- **WHAT IS ASKED**
(a) According to the ravioli casserole recipe, how long should the casserole bake if the ravioli is thawed?
(b) Using the ravioli casserole recipe, explain why the baking time can vary.

- **PAGE EXCERPT**
————————

You will need:
1 ½ cups
sliced yellow squash*
1 ½ cups
sliced Mexican grey squash or zucchini*
2 cups chops
fresh broccoli
2 cups
chopped fresh spinach
½ cup
shredded mixed cheese
24 ounce jar
of pasta sauce
8 ounce
package of ravioli
1.
Preheat oven to 350 degrees.
2.
In a large mixing bowl, mix together squash,
broccoli, and spinach
3.
In the bottom of a large baking pan (9x13),
cover the bottom in a thin layer of pasta sauce (about ¼ cup).
4.
Pour in half of the vegetable mixture.
5.
Slowly cover vegetables with ½ cup of pasta
sauce.
6.
Top with ravioli.
7.
Slowly cover ravioli with ½ cup of pasta sauce.
8.
Sprinkle ¼ cup of shredded cheese over the
casserole.
9.
Pour in remaining vegetables.
10.
Top with remaining pasta sauce and sprinkle with
the remaining shredded cheese.
11.
Bake at 350 degrees for 45 minutes if ravioli is
thawed. If ravioli is frozen add 15 minutes to cooking time.
Cook’s notes:
* Slice the squash by cutting it in half length wise. Then
thinly slice across the width.

————————

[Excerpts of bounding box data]
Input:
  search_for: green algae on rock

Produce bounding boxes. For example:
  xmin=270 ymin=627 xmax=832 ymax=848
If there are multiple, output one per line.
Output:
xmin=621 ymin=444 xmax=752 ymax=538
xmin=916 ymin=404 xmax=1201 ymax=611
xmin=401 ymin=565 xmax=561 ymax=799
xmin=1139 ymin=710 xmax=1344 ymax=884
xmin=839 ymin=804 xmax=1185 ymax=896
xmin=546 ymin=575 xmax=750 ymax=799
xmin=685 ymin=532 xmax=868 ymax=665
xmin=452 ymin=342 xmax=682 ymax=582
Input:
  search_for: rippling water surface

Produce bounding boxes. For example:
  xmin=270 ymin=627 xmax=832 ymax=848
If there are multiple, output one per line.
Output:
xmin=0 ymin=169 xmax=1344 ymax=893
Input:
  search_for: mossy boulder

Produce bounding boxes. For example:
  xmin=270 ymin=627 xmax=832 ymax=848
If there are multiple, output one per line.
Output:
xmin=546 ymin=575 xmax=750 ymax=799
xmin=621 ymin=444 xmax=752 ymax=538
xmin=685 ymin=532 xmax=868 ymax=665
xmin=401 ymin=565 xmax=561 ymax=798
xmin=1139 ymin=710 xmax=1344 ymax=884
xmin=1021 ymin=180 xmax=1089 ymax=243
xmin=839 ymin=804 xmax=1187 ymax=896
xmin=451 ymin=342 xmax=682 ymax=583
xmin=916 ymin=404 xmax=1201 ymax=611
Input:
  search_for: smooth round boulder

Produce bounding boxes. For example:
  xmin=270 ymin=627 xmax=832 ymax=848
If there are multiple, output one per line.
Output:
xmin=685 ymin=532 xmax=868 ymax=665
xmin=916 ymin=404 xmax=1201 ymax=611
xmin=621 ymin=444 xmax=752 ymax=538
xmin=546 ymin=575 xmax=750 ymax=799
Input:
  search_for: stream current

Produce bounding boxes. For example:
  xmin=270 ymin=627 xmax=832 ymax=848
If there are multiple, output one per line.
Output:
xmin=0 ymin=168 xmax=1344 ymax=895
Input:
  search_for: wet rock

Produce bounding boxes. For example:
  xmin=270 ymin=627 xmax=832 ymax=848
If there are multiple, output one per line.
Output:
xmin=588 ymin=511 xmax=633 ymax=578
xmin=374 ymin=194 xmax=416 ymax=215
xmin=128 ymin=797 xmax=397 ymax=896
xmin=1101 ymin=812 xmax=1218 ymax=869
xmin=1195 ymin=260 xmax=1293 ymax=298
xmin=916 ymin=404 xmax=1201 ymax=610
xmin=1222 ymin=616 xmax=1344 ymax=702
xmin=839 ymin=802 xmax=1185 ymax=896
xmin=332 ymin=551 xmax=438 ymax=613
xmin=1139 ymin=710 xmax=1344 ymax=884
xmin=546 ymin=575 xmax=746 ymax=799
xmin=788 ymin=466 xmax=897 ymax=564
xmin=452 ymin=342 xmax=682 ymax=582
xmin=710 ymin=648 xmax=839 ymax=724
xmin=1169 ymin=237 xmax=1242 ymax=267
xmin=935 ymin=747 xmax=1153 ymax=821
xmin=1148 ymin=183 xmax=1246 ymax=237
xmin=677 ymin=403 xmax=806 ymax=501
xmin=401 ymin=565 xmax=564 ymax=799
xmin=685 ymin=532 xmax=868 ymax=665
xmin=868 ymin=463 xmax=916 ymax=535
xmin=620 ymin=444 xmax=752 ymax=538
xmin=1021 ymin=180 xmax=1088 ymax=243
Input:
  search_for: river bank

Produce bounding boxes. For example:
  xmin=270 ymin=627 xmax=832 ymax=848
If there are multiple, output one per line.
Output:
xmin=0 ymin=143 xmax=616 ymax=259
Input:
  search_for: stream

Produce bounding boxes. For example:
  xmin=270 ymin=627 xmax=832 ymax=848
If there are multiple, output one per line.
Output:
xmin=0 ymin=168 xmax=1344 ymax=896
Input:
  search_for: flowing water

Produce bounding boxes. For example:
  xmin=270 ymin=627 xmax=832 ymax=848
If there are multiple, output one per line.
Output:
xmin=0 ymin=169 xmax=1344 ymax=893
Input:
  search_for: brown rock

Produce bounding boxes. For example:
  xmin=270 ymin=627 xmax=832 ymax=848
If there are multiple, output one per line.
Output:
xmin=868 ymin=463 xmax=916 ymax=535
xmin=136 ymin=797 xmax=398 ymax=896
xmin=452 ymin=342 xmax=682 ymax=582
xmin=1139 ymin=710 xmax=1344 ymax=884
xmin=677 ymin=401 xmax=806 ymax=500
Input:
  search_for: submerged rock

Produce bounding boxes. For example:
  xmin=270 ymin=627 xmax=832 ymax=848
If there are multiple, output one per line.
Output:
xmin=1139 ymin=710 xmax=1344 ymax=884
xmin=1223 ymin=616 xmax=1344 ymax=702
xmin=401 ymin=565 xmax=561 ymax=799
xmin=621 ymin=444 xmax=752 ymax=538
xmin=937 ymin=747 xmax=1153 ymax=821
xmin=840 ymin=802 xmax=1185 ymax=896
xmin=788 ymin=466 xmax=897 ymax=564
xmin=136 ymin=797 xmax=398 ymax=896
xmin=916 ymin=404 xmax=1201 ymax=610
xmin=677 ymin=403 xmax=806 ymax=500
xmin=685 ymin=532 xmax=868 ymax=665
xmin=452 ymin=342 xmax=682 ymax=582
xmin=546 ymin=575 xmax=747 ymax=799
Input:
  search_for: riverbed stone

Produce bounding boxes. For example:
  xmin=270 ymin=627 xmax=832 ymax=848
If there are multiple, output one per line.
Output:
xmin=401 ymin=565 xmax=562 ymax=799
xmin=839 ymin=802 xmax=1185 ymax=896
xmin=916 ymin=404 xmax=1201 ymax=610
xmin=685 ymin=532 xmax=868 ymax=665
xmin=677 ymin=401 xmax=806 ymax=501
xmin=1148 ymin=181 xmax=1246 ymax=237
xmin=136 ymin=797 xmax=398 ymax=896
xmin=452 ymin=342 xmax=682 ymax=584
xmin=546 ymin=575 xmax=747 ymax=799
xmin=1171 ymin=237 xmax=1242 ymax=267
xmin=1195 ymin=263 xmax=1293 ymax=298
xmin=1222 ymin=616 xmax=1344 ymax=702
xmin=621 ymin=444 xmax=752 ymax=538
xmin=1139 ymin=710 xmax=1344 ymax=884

————————

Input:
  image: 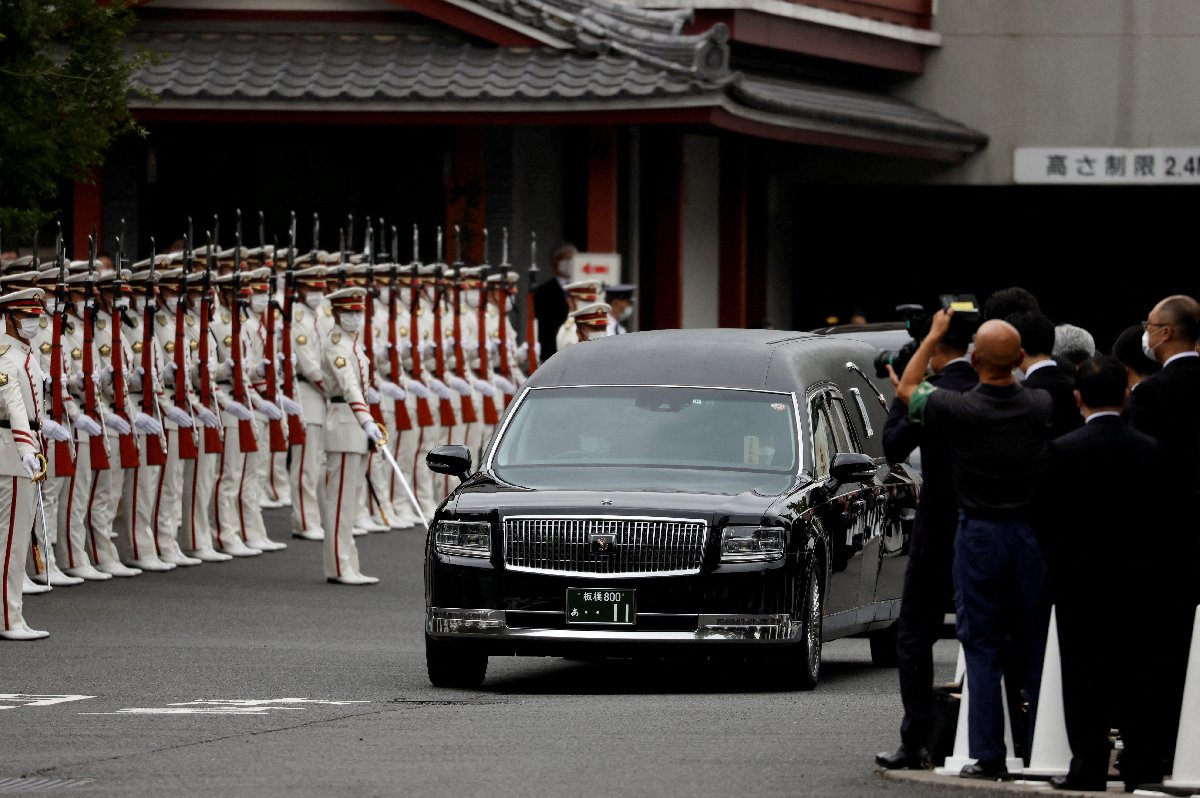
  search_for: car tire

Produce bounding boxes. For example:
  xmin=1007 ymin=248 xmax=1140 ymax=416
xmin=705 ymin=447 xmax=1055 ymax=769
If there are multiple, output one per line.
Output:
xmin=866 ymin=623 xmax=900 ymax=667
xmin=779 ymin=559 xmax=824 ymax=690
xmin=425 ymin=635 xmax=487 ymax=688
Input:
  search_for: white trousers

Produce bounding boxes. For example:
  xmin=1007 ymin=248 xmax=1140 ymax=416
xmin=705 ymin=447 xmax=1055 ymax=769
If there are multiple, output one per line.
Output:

————————

- **EXERCISE RESPONSES**
(a) It bakes for 45 minutes at 350 degrees.

(b) The baking time depends on whether the ravioli is thawed or frozen. Thawed ravioli needs 45 minutes at 350 degrees, and frozen ravioli needs 15 minutes more.